* DATA TO USE
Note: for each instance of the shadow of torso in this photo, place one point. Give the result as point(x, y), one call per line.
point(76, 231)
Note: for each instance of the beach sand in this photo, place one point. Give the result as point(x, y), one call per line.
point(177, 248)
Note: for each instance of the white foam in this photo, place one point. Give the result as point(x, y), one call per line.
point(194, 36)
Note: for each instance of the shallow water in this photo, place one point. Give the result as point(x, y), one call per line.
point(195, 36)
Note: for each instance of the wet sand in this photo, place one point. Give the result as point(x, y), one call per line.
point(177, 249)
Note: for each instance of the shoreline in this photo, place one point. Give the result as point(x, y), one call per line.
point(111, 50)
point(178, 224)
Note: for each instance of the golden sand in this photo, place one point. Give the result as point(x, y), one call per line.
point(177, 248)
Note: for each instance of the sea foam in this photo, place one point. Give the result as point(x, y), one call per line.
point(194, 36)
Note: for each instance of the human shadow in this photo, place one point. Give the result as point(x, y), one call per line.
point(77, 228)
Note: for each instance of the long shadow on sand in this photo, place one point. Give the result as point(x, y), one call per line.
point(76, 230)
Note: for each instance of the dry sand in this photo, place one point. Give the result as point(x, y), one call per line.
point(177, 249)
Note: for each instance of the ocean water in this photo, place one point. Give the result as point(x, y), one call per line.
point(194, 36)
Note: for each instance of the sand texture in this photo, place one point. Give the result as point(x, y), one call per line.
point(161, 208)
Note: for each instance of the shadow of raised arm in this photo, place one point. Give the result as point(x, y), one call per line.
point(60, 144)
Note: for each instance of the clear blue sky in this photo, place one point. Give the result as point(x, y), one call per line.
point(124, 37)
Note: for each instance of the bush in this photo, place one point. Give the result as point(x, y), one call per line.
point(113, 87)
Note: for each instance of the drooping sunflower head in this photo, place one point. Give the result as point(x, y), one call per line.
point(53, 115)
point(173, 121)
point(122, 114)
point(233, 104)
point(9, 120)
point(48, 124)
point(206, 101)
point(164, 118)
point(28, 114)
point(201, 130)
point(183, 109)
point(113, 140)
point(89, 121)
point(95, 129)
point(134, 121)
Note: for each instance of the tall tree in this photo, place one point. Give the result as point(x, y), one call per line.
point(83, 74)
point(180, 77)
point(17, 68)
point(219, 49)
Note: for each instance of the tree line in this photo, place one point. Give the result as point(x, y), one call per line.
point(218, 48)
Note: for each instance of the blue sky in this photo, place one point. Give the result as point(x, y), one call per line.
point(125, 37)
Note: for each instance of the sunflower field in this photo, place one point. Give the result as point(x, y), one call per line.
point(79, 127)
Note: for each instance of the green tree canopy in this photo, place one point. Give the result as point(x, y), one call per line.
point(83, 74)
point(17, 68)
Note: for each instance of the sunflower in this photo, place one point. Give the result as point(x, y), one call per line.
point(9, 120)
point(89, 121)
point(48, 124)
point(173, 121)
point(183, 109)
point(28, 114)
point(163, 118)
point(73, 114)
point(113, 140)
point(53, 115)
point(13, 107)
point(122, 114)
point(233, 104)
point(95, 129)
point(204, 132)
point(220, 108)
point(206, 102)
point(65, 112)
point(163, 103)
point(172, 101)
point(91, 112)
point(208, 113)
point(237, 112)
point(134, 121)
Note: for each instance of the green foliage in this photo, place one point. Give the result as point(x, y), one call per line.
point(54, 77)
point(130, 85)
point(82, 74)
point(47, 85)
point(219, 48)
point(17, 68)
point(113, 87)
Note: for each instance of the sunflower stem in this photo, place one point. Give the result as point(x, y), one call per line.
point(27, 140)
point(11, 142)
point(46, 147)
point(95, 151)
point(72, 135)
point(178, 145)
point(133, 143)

* DIRECTION
Repeat exactly the lines from the line containing "Note: for each instance of the green foliage" through the last line of the records above, including both, and nothing else.

* ANSWER TO THE TASK
Note: for each instance of the green foliage in this photo, place one point. Give the result as point(x, y), one call per line.
point(54, 77)
point(130, 85)
point(82, 74)
point(47, 85)
point(219, 48)
point(17, 68)
point(113, 87)
Note: for each instance of the sunflower stem in this photo, place one point. Give the result as point(x, y), one call per line.
point(27, 140)
point(11, 142)
point(46, 147)
point(95, 151)
point(72, 135)
point(178, 145)
point(133, 143)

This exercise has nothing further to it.